Exercise details:
Look through the records and copy each line with the string "shirt" in it.

::: Records for the task :::

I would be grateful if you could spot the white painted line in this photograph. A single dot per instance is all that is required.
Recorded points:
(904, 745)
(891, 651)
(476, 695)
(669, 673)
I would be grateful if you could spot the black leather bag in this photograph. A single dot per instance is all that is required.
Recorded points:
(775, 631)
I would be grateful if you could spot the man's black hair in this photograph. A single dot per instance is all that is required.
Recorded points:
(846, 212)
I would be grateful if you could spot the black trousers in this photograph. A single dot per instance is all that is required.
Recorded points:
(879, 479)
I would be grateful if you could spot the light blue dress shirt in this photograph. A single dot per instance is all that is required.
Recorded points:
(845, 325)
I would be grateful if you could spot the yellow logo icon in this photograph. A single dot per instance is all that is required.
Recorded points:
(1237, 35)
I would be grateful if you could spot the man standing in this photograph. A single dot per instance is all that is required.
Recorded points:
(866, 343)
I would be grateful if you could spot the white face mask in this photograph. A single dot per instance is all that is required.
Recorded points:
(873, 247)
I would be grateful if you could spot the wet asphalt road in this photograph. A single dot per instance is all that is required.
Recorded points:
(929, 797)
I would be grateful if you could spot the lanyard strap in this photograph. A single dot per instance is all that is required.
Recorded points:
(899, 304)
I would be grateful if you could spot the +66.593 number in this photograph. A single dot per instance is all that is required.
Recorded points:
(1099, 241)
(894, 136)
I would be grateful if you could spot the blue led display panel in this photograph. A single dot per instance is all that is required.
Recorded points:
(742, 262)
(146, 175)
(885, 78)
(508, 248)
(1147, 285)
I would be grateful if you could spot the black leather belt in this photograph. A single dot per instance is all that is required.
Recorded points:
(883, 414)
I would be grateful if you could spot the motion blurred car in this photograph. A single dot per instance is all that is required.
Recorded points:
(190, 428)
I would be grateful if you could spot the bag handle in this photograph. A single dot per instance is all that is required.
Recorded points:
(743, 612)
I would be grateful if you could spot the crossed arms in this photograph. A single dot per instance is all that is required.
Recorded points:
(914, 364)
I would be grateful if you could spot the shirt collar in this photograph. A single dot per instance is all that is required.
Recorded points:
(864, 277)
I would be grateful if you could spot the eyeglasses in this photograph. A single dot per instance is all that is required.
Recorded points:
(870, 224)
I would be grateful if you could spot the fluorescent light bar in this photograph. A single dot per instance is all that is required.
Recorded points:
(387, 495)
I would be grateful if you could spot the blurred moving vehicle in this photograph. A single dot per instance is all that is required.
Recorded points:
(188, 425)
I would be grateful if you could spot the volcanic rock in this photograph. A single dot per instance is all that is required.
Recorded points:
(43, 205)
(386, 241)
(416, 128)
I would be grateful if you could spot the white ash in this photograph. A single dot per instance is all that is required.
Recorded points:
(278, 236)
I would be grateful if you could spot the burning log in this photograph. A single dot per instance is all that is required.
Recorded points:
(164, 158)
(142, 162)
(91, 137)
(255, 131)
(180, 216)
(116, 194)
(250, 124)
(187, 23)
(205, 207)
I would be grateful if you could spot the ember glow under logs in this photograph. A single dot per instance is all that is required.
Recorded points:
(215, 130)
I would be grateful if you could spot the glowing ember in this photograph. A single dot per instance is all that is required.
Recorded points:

:::

Written response:
I would be grateful if you could spot the light blue dress shirt in this photograph. A single dot per instance is all that is required.
I would be grateful if you could spot the shirt collar in this photograph. A single dot per instance is all that is required.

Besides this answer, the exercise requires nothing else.